__Records shown__.
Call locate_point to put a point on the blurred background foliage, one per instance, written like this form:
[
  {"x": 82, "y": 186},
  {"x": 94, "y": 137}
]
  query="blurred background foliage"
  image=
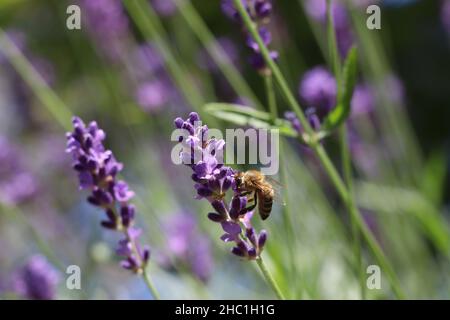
[{"x": 402, "y": 182}]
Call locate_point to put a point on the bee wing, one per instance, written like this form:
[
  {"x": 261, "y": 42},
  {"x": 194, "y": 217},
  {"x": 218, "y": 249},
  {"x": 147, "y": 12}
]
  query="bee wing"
[{"x": 277, "y": 186}]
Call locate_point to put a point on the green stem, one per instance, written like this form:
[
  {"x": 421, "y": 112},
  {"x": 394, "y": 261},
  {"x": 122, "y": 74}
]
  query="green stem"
[
  {"x": 215, "y": 50},
  {"x": 149, "y": 282},
  {"x": 270, "y": 280},
  {"x": 150, "y": 26},
  {"x": 332, "y": 43},
  {"x": 48, "y": 98},
  {"x": 345, "y": 153},
  {"x": 287, "y": 219},
  {"x": 271, "y": 99},
  {"x": 347, "y": 170},
  {"x": 321, "y": 153}
]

__Task description__.
What is the number of lines in the entries above that contain the string "form"? Reply with the number and nothing more.

__Answer for the task__.
3